++++ Excerpted passage ++++

Wyoming residents Shannon and Stetson Parker were celebrating their 10th wedding anniversary with a trip on the Durango & Silverton Narrow Gauge Railroad. While departing Silverton about 3:30 p.m., the Parkers were intent on seeing an elk before leaving the high country. They had keen eyes trained on a mountainside just south of town when Stetson Parker saw something moving in the distance.

“All of a sudden he's like, ‘I see something moving,’ and then he just says, ‘I think it's Bigfoot,’” Shannon Parker said in an interview Thursday with The Durango Herald.

Shannon lifted her DSLR camera with a 300 mm lens and snapped two photos. Meanwhile, a passenger sitting next to them used his cellphone to take a video.

They didn’t know what to make of it. Shannon zoomed in on her photo, but it was still too fuzzy. The passenger’s video showed the upright specimen a little more clearly, thanks to his 9X zoom lens and the fact that it was moving across the landscape.

++++

## Exercise instructions
Reproduce the part of the passage about the Parkers' train ride that begins with the words "Wyoming residents Shannon" and ends with "take a video.", changing "Bigfoot" to "Sasquatch".

++++ Data shown ++++

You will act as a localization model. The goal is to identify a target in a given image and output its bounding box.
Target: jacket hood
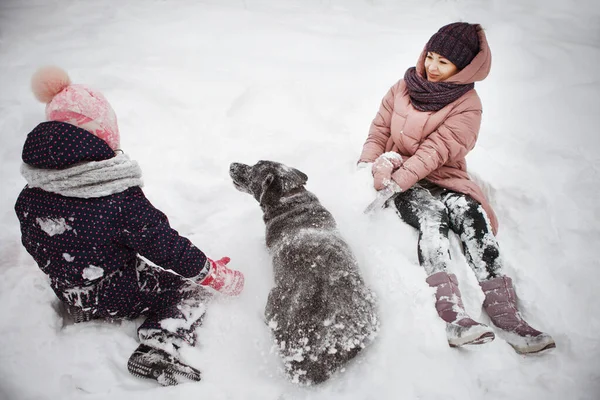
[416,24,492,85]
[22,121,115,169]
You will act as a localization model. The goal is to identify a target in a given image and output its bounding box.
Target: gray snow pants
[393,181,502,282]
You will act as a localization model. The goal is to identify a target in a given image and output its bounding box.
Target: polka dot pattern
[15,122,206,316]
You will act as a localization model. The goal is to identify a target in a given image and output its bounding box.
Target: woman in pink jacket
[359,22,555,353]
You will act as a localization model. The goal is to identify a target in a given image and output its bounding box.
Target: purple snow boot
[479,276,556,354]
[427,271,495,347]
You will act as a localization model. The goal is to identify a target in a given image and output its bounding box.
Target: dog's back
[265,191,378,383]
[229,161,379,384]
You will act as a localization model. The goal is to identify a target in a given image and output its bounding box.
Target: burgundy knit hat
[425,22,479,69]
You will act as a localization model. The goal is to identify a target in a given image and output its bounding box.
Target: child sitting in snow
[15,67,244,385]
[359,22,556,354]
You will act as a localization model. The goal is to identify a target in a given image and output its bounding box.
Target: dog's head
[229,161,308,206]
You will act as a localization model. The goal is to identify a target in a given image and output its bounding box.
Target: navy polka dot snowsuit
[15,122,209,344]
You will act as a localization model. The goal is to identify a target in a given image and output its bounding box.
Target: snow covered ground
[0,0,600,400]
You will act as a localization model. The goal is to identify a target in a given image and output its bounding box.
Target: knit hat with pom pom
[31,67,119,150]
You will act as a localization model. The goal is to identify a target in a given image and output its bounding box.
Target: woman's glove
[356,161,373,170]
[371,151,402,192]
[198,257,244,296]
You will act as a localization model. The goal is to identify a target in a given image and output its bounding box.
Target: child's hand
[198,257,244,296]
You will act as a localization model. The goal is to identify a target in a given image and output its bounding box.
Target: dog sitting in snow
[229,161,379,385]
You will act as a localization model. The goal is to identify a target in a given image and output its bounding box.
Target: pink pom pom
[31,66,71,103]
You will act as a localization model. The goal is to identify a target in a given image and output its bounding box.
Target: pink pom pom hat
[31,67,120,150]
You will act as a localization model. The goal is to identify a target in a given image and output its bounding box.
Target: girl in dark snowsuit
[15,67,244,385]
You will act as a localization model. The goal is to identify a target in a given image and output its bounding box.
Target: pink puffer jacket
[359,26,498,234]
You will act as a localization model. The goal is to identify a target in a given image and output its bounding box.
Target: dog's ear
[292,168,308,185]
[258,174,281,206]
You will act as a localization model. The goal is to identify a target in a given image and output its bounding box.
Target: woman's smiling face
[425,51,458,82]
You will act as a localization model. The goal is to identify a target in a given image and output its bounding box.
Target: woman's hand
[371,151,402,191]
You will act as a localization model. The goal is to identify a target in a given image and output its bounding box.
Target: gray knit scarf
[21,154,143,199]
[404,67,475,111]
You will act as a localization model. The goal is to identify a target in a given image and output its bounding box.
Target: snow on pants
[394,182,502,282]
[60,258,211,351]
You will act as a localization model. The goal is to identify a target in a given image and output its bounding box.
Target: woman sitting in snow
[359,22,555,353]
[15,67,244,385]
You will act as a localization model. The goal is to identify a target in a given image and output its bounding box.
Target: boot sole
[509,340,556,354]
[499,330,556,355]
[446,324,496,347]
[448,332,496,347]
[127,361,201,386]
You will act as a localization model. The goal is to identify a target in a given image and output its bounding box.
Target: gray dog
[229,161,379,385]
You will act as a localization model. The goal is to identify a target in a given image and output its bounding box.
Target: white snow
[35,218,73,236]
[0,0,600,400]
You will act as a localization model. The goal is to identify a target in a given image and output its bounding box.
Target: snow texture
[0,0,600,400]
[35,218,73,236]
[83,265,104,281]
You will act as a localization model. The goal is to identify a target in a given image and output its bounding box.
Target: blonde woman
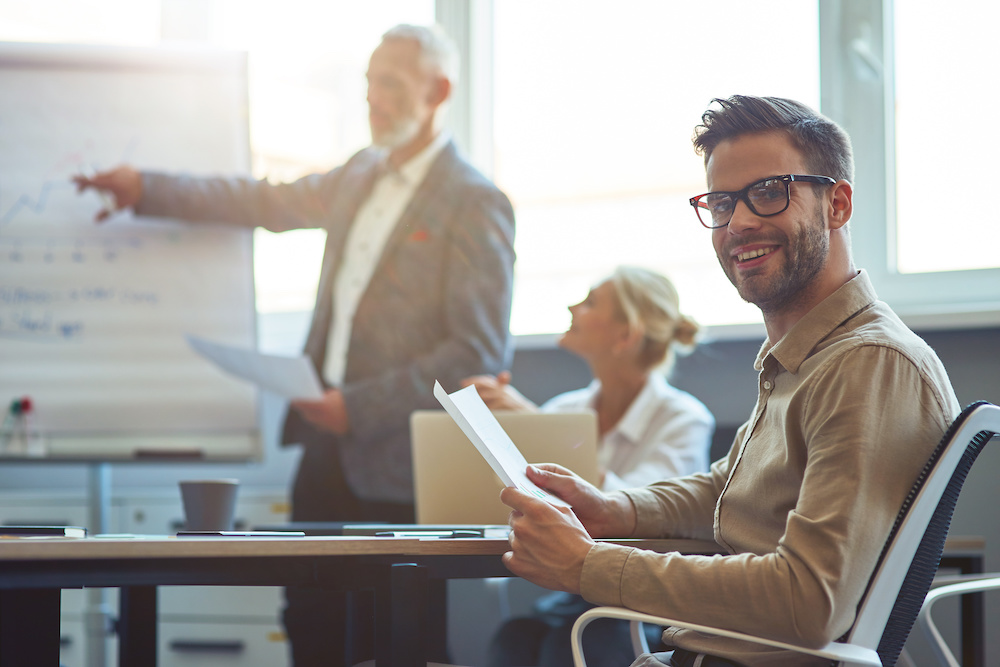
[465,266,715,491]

++++

## Full solution
Wyoming residents Shannon and Stetson Parker were celebrating their 10th wedding anniversary with a trip on the Durango & Silverton Narrow Gauge Railroad. While departing Silverton about 3:30 p.m., the Parkers were intent on seeing an elk before leaving the high country. They had keen eyes trained on a mountainside just south of town when Stetson Parker saw something moving in the distance.

“All of a sudden he's like, ‘I see something moving,’ and then he just says, ‘I think it's Sasquatch,’” Shannon Parker said in an interview Thursday with The Durango Herald.

Shannon lifted her DSLR camera with a 300 mm lens and snapped two photos. Meanwhile, a passenger sitting next to them used his cellphone to take a video.